Aim
In the lines below, find the one that contains "Q: For every instance of the name" and write it out exactly, along with every line that follows it.

Data supplied
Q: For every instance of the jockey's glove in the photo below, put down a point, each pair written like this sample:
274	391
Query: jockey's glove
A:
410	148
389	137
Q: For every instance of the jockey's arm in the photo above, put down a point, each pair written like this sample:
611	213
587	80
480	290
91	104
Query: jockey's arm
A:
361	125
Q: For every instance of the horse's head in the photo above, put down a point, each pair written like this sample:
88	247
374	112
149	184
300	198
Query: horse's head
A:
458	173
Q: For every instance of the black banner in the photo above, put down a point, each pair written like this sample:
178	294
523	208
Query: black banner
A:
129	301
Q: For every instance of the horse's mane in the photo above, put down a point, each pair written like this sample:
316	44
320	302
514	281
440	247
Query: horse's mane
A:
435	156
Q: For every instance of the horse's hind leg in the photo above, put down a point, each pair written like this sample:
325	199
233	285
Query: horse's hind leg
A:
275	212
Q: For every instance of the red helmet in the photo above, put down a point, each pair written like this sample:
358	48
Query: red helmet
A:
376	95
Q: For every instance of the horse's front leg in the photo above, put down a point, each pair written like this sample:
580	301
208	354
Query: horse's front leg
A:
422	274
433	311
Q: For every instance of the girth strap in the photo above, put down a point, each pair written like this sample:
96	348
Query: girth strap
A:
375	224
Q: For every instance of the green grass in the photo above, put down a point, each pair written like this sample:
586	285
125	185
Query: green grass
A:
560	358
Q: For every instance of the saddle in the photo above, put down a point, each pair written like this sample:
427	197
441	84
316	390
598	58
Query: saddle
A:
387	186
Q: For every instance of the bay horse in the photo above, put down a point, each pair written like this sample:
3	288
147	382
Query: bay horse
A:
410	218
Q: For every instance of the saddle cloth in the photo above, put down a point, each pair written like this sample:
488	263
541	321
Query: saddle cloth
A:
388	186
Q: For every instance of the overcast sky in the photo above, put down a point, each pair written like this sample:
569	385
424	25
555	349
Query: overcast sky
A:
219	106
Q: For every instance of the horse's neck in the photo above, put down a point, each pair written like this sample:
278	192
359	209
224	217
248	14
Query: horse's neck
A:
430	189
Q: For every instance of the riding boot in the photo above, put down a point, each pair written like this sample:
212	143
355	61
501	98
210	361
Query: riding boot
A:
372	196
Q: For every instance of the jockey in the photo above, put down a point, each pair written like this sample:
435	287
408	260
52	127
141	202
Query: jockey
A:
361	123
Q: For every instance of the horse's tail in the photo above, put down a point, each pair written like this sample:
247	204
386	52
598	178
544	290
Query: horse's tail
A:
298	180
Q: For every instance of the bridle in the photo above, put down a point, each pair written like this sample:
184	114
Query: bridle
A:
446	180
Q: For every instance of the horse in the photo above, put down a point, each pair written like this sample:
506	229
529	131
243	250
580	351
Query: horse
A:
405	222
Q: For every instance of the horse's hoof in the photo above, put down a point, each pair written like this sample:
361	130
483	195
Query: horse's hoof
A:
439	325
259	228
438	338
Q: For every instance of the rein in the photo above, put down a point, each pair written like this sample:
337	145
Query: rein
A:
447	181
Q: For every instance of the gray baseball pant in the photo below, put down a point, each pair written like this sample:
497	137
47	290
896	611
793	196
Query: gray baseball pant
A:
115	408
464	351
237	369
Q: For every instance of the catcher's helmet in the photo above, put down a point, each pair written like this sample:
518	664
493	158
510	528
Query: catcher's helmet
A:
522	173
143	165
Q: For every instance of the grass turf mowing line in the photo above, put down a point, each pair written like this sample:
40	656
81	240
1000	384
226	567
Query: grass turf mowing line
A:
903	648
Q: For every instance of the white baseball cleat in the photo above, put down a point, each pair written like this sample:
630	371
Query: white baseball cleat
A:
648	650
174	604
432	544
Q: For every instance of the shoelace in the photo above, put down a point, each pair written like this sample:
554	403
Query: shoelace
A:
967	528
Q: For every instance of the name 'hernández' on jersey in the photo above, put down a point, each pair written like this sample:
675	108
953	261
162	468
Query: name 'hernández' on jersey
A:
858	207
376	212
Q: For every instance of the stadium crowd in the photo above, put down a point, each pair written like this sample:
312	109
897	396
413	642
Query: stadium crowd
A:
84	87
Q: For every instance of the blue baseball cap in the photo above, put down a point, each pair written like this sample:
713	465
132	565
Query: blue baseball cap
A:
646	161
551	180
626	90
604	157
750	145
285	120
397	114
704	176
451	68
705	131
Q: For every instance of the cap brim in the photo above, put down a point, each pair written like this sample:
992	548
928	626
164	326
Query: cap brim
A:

Complete answer
Q: For every instance of the name 'hernández' on jersey in the photo above, put down a point, each pair written like this sample:
675	108
953	261
162	468
Query: name 'hernández' on jersey
A:
858	207
376	212
Q: For every instance of the stadium crowd in the photo above, put down a point, each pair written like this sample:
312	109
897	396
413	642
Query: stadium crowd
A:
84	87
Q: For every instance of the blue baseball cap in the photo above, put down a point, each pair written like this sample:
713	465
132	565
Query: blue baseball cap
A:
646	161
551	180
626	90
604	157
750	145
285	120
397	114
704	176
451	68
705	131
Q: For every instance of the cap brim in the photo above, put down a point, each pair written like this sample:
992	548
928	626
164	326
Query: cap brim
A:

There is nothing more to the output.